The vein examined most closely by Opportunity is about the width of a human thumb (0.4 to 0.8 inch), 16 to 20 inches long, and protrudes slightly higher than the bedrock on either side of it. Observations by the durable rover reveal this vein and others like it within an apron surrounding a segment of the rim of Endeavour Crater. None like it were seen in the 20 miles (33 kilometers) of crater-pocked plains that Opportunity explored for 90 months before it reached Endeavour, nor in the higher ground of the rim. Last month, researchers used the Microscopic Imager and Alpha Particle X-ray Spectrometer on the rover's arm and multiple filters of the Panoramic Camera on the rover's mast to examine the vein, which is informally named "Homestake." The spectrometer identified plentiful calcium and sulfur, in a ratio pointing to relatively pure calcium sulfate.

Calcium sulfate can exist in many forms, varying by how much water is bound into the minerals' crystalline structure. The multi-filter data from the camera suggest gypsum, a hydrated calcium sulfate. On Earth, gypsum is used for making drywall and plaster of Paris. Observations from orbit have detected gypsum on Mars previously. A dune field of windblown gypsum on far northern Mars resembles the glistening gypsum dunes in White Sands National Monument in New Mexico.

"It is a mystery where the gypsum sand on northern Mars comes from," said Opportunity science-team member Benton Clark of the Space Science Institute in Boulder, Colo. "At Homestake, we see the mineral right where it formed. It will be important to see if there are deposits like this in other areas of Mars." The Homestake deposit, whether gypsum or another form of calcium sulfate, likely formed from water dissolving calcium out of volcanic rocks. The minerals combined with sulfur either leached from the rocks or introduced as volcanic gas, and was deposited as calcium sulfate into an underground fracture that later became exposed at the surface.

Throughout Opportunity's long traverse across Mars' Meridiani plain, the rover has driven over bedrock composed of magnesium, iron and calcium sulfate minerals that also indicate a wet environment billions of years ago. The highly concentrated calcium sulfate at Homestake could have been produced in conditions more neutral than the harshly acidic conditions indicated by the other sulfate deposits observed by Opportunity. "It could have formed in a different type of water environment, one more hospitable for a larger variety of living organisms," Clark said.

Homestake and similar-looking veins appear in a zone where the sulfate-rich sedimentary bedrock of the plains meets older, volcanic bedrock exposed at the rim of Endeavour. That location may offer a clue about their origin. "We want to understand why these veins are in the apron but not out on the plains," said the mission's deputy principal investigator, Ray Arvidson, of Washington University in St. Louis. "The answer may be that rising groundwater coming from the ancient crust moved through material adjacent to Cape York and deposited gypsum, because this material would be relatively insoluble compared with either magnesium or iron sulfates."

Opportunity and its rover twin, Spirit, completed their three-month prime missions on Mars in April 2004. Both rovers continued for years of extended missions and made important discoveries about wet environments on ancient Mars that may have been favorable for supporting microbial life. Spirit stopped communicating in 2010. Opportunity continues exploring, currently heading to a sun-facing slope on the northern end of the Endeavour rim fragment called "Cape York" to keep its solar panels at a favorable angle during the mission's fifth Martian winter. NASA launched the next-generation Mars rover, the car-sized Curiosity, on Nov. 26. It is slated for arrival at the planet's Gale Crater in August 2012.

- **Raw data**

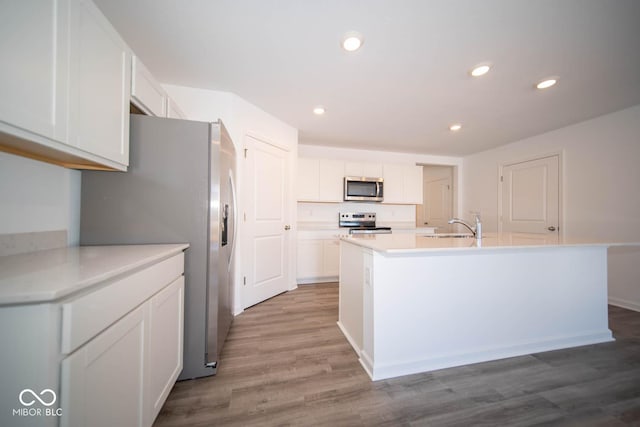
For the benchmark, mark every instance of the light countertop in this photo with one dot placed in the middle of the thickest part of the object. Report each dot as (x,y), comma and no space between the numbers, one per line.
(45,276)
(415,243)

- **Challenges**
1/ In the Homestake vein article above, why is Opportunity heading to a sun-facing slope at Cape York?
2/ Please repeat everything in the Homestake vein article from "Calcium sulfate can" down to "in New Mexico.", word for word.

- **Per-task outputs**
1/ Opportunity is heading to the sun-facing slope so its solar panels stay at a favorable angle during the mission's fifth Martian winter.

2/
Calcium sulfate can exist in many forms, varying by how much water is bound into the minerals' crystalline structure. The multi-filter data from the camera suggest gypsum, a hydrated calcium sulfate. On Earth, gypsum is used for making drywall and plaster of Paris. Observations from orbit have detected gypsum on Mars previously. A dune field of windblown gypsum on far northern Mars resembles the glistening gypsum dunes in White Sands National Monument in New Mexico.